Location identification items
-- BEGIN --

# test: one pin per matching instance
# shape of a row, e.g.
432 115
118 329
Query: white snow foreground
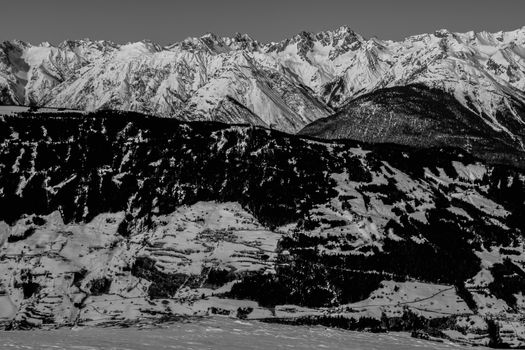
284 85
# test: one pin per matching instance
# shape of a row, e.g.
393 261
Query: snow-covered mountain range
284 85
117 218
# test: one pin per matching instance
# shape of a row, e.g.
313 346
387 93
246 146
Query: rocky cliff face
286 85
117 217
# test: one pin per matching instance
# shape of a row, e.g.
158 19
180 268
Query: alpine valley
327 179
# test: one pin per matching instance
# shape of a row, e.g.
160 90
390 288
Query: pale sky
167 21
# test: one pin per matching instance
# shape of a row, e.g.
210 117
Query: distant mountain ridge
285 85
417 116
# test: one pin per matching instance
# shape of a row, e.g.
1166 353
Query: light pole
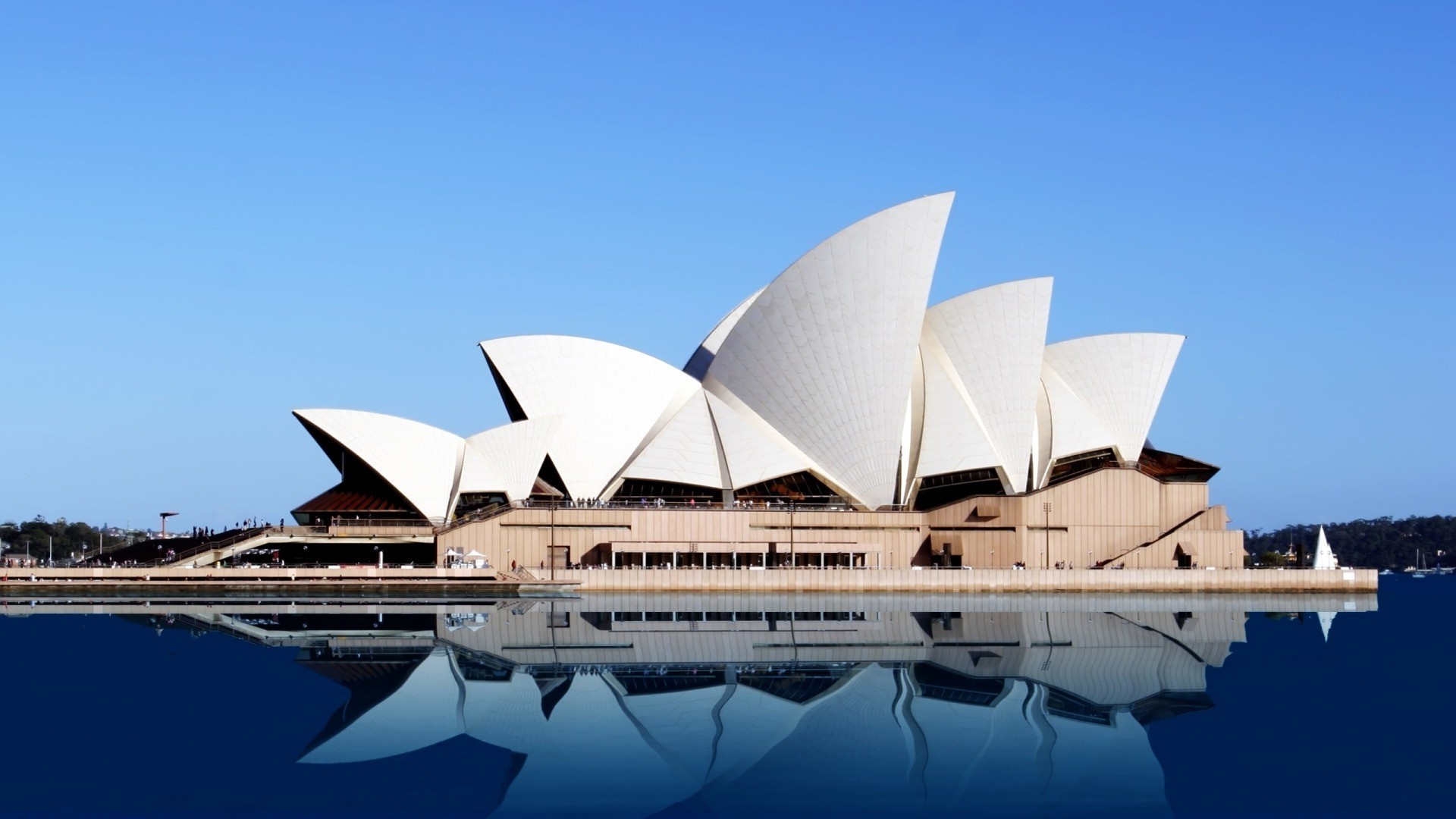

-- END --

§ WHAT IS BEING ASKED
Omit every picture, then repeat the remaining data exactly as it appears above.

§ SOLUTION TO THIS EXERCISE
# test: one pin per matching instance
# shape of a row, e.g.
432 115
118 329
Query: white snow foreground
284 85
# test: one pin per matching instance
# shape of a row, e.g.
393 261
Query: snow-covered mountain range
284 85
117 218
# test: one pin per matching instance
# shape of a row, e.g.
313 346
387 93
246 146
Query: rocky cliff face
286 85
117 217
# test: one pin per matching instance
# shape of a row, e.g.
158 19
180 268
Query: alpine valley
327 179
# test: one pin per matching instance
# shape of a row, e.g.
160 90
390 288
Query: pale sky
167 21
# test: one pin per matching instance
# shape of a row, e.g.
210 117
Query: distant mountain ridge
285 85
417 116
# test: one pin per matching instance
# shape of a row, e.g.
1166 353
Query: light pole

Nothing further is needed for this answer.